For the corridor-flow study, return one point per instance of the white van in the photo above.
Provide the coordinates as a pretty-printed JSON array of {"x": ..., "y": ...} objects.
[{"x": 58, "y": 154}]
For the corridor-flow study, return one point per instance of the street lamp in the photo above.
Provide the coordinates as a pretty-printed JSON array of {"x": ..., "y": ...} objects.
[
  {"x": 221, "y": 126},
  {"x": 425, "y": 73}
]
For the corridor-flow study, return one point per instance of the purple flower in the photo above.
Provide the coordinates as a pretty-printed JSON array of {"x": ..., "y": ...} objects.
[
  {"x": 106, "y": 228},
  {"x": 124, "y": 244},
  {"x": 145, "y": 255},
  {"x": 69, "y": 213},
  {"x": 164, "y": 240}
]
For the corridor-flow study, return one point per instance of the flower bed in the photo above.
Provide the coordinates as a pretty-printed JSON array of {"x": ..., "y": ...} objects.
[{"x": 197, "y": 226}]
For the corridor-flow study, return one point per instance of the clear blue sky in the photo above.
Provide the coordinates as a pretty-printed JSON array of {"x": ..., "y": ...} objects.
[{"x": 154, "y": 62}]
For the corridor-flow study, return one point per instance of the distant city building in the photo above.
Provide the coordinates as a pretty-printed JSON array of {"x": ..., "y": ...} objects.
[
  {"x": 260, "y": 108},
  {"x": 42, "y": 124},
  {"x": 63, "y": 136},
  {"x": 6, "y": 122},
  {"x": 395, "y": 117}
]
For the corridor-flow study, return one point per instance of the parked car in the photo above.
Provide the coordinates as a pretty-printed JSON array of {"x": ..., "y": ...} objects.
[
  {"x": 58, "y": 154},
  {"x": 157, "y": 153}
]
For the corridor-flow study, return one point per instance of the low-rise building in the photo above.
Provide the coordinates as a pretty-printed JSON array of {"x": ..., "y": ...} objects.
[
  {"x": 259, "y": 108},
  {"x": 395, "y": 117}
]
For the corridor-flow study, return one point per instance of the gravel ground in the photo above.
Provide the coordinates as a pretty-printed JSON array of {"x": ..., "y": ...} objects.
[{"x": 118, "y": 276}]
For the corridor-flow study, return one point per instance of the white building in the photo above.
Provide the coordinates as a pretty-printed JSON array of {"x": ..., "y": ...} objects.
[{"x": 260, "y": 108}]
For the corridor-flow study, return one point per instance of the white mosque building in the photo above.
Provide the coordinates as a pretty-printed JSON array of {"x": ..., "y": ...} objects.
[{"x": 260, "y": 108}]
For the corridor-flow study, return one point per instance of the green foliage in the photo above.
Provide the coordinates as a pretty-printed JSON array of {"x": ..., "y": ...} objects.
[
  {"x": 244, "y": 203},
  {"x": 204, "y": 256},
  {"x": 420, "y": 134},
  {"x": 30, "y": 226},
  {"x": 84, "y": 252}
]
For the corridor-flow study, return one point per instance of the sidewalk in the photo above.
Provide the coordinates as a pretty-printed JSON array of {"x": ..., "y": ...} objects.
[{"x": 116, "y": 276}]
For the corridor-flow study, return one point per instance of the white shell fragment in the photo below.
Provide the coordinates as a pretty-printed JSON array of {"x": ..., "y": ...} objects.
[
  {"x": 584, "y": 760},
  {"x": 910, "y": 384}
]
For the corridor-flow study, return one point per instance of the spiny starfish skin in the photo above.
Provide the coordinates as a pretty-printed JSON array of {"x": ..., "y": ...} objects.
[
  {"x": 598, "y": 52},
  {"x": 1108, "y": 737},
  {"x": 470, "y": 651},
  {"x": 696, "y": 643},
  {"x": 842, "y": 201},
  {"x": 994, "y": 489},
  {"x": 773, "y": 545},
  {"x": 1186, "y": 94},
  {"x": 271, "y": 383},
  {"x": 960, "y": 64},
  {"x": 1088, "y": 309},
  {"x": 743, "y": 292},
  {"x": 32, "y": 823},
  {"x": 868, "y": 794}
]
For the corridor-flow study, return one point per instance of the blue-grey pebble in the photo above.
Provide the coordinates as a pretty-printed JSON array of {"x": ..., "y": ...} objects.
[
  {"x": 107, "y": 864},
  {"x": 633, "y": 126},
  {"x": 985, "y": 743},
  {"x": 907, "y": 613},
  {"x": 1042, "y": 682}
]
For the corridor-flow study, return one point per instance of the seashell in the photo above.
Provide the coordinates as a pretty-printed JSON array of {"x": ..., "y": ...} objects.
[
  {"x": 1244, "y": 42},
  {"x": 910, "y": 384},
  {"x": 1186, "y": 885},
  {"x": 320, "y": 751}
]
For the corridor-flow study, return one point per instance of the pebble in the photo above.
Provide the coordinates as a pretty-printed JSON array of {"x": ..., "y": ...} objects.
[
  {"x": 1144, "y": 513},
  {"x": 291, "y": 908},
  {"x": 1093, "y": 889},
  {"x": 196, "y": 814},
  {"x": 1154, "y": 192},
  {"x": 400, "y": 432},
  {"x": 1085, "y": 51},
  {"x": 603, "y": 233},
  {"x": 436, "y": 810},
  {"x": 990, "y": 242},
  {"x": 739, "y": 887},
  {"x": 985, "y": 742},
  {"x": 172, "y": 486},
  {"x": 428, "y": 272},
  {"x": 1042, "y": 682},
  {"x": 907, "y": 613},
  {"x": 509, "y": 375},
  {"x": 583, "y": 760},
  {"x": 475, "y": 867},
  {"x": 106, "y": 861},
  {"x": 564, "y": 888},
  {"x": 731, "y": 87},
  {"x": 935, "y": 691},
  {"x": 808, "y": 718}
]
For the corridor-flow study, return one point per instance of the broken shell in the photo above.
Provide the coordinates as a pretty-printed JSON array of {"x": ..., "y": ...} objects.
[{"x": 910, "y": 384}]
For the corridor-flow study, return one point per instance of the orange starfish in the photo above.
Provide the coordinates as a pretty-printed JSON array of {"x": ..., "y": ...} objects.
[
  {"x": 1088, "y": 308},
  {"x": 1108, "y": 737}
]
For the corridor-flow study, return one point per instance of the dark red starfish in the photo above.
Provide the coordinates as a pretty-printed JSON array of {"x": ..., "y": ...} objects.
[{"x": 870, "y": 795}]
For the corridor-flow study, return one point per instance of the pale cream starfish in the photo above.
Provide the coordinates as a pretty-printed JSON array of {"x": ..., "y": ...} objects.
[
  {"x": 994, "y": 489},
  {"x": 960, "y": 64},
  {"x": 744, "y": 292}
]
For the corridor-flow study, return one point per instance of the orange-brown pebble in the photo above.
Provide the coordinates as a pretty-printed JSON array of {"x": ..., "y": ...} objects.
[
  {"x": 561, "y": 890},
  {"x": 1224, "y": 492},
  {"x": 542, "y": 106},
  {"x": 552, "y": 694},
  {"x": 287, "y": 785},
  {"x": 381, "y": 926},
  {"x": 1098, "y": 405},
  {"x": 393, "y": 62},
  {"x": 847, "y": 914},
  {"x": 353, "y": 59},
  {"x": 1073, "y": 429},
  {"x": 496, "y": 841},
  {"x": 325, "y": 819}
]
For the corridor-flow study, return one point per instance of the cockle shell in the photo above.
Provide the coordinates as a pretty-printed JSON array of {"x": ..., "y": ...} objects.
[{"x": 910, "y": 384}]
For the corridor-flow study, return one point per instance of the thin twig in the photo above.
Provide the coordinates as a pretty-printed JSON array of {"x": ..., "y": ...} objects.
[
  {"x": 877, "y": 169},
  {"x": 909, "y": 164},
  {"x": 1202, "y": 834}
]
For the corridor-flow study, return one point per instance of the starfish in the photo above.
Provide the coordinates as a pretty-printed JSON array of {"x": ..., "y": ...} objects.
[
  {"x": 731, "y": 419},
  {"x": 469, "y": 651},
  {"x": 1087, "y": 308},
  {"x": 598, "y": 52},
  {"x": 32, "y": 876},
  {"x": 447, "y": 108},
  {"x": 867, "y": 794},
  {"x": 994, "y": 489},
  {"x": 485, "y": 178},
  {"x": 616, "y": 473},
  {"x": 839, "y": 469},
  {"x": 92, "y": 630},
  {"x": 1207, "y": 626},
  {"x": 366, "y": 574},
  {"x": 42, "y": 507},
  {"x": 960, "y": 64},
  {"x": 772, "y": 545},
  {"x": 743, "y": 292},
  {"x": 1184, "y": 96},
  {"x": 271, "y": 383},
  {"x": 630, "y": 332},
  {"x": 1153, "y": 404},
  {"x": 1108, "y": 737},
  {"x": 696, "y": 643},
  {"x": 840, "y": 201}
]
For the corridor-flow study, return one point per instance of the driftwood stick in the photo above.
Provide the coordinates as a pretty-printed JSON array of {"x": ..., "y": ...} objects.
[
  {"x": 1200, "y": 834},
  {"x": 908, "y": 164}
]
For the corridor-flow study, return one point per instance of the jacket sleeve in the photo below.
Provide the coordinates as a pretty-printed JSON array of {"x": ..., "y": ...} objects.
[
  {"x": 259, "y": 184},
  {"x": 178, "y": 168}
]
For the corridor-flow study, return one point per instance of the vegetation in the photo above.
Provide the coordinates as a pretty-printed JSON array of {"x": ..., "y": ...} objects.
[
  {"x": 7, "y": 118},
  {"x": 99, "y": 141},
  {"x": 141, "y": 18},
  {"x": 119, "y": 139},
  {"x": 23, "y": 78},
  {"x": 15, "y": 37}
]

::::::::

TASK OBJECTIVE: Search the listing above for "blue" and copy every line that has it.

SOLUTION TO THIS EXERCISE:
For the corridor-flow study, return one point per instance of the clear blue sky in the photo above.
For the corridor-flow study, return one point per instance of the blue-grey pebble in the photo above.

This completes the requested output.